> _What to do_
Please rewrite the data below as a numbered list, leaving out any blank lines.

> _Data for this exercise_
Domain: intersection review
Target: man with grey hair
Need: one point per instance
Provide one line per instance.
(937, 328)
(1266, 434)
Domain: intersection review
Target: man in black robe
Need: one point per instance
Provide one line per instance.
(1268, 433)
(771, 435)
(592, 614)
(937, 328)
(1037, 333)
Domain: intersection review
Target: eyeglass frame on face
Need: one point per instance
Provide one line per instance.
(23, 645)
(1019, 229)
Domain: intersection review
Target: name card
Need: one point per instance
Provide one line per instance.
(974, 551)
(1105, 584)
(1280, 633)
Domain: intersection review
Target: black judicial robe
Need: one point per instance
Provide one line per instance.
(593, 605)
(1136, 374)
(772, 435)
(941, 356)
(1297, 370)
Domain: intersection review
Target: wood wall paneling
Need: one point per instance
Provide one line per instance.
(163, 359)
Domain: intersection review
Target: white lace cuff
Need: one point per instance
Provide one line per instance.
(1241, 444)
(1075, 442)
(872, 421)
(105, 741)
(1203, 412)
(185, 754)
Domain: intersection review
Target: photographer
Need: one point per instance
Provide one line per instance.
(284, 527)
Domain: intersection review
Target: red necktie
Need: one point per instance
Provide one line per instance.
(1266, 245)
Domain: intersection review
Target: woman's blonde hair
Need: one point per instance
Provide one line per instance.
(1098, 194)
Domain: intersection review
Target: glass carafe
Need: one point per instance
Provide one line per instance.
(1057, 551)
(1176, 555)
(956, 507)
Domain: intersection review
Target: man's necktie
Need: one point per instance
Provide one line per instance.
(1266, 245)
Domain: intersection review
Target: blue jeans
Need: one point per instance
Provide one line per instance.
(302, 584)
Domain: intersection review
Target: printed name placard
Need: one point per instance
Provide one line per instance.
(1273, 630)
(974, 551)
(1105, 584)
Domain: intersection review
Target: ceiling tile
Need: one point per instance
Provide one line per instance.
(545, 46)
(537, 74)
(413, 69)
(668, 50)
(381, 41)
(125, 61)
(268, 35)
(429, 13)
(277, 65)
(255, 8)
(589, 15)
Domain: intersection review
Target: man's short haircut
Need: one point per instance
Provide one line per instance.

> _The response_
1. Domain: intersection review
2. Target: man with grey hair
3. Need: one point per instance
4. Provide one line per instance.
5. (937, 328)
6. (1266, 434)
7. Domain: intersection review
8. Target: man in black robe
9. Need: one point per instance
10. Provide one line per instance.
11. (1268, 433)
12. (771, 435)
13. (592, 614)
14. (937, 328)
15. (1037, 333)
16. Domain: intersection review
17. Target: eyeglass frame on face
18. Need: one point per instance
19. Provide one line per instance.
20. (23, 645)
21. (1019, 229)
22. Domain: intersection review
23. Target: name card
24. Need: one point per instance
25. Provide one line per instance.
26. (974, 551)
27. (1105, 584)
28. (1280, 633)
29. Domain: intersection review
30. Target: black judicial robe
31. Need: one point per instance
32. Provide one line per instance.
33. (593, 605)
34. (1136, 374)
35. (772, 435)
36. (941, 356)
37. (1297, 370)
38. Domain: intersection review
39. Target: wood wall paneling
40. Need: one point per instance
41. Provide one line per instance.
42. (163, 359)
43. Domain: intersection review
44. Target: white lace cuff
45. Need: one point per instance
46. Provide one line per instance.
47. (1241, 444)
48. (1075, 442)
49. (872, 421)
50. (105, 741)
51. (1203, 412)
52. (185, 754)
53. Domain: intersection review
54. Target: photographer
55. Need: one point per instance
56. Provide one line per instance.
57. (284, 527)
58. Domain: intersection review
59. Target: red necktie
60. Need: one point per instance
61. Provide one line per instance.
62. (1266, 245)
63. Domain: intersection review
64. Target: woman's blonde hair
65. Need: one point per instance
66. Provide one line per instance.
67. (1098, 194)
68. Domain: intersection review
69. Target: glass carafe
70. Need: one point per instance
71. Provide one line per instance.
72. (1057, 551)
73. (1176, 555)
74. (956, 507)
75. Domain: intersection review
76. Target: man's necktie
77. Need: one point per instance
78. Provide one line per instance.
79. (1266, 245)
80. Domain: intersection review
81. Target: blue jeans
82. Need: one point per instance
83. Provide one line per instance.
84. (302, 584)
85. Domain: intersection review
86. Target: printed name placard
87. Need: one point per instance
88. Provide one line per instance.
89. (1273, 630)
90. (974, 551)
91. (1105, 584)
92. Domain: intersection review
93. Target: ceiling tile
94. Need: one point per instance
95. Provide one line per instance.
96. (545, 46)
97. (537, 74)
98. (413, 69)
99. (668, 50)
100. (381, 41)
101. (125, 61)
102. (268, 35)
103. (429, 13)
104. (277, 65)
105. (255, 8)
106. (589, 15)
107. Domain: intersection review
108. Target: man's short haircut
109. Need: one point per instance
110. Provide one line per instance.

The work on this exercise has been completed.